What to produce:
Gather every line in the records below that contains the string "board", and copy each one in full.

:: Records to use ::

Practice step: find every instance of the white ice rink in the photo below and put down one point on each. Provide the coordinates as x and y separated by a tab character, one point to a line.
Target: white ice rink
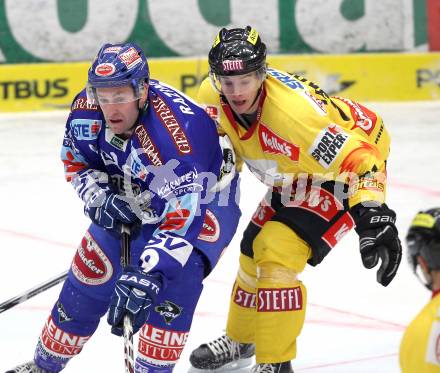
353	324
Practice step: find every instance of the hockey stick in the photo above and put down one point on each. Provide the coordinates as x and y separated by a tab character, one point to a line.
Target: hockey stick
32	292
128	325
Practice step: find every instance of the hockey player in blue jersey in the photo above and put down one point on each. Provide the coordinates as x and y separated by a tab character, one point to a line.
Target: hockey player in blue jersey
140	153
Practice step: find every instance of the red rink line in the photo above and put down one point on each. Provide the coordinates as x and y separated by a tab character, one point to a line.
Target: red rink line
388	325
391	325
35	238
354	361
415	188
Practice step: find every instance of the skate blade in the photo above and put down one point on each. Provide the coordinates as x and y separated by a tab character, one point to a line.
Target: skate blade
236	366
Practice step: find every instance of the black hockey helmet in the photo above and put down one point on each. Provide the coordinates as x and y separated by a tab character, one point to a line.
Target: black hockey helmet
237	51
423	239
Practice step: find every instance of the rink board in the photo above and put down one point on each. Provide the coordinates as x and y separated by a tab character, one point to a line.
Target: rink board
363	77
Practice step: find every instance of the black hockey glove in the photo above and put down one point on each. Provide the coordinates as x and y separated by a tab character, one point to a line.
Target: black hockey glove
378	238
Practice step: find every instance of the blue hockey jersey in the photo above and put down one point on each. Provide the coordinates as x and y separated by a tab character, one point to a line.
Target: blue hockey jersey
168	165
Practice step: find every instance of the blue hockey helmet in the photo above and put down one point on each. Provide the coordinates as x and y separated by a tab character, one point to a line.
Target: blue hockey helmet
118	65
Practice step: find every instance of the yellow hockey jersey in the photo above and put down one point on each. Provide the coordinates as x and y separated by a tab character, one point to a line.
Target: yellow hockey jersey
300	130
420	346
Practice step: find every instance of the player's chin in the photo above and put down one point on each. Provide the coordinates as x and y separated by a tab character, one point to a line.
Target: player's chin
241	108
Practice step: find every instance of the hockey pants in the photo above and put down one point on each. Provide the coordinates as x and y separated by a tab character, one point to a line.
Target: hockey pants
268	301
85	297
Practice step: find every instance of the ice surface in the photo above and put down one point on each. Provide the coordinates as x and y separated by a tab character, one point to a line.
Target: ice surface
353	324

:::
:: Records to use ::

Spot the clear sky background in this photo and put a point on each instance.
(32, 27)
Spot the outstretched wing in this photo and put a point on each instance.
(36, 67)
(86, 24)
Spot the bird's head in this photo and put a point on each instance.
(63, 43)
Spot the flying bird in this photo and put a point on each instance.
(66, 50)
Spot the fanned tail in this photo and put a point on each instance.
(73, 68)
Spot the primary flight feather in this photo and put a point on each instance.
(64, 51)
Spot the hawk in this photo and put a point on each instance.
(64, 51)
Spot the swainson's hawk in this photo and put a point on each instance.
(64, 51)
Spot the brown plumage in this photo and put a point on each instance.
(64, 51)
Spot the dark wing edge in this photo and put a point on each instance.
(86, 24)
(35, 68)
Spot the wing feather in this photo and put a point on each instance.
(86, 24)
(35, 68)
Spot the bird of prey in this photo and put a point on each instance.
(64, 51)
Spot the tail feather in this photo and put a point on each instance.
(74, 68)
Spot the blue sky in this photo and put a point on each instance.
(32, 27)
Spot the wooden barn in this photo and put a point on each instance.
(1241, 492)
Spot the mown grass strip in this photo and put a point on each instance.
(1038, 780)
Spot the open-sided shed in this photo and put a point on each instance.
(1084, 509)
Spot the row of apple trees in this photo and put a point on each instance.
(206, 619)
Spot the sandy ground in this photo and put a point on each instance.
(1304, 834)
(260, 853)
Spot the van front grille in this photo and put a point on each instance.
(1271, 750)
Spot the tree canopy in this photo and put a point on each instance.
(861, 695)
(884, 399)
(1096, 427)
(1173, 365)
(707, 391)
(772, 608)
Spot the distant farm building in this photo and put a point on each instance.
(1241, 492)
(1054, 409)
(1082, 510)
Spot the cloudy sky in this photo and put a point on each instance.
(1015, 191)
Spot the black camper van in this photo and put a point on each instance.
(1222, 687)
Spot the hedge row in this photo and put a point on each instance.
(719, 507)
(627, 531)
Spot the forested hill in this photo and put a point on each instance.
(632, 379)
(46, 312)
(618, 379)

:::

Answer in full:
Practice step: find every instance of the rink board in the photo above and put down one point on each. Provide the coordinates as x and y separated by a tab character, one point to a line.
Target: rink board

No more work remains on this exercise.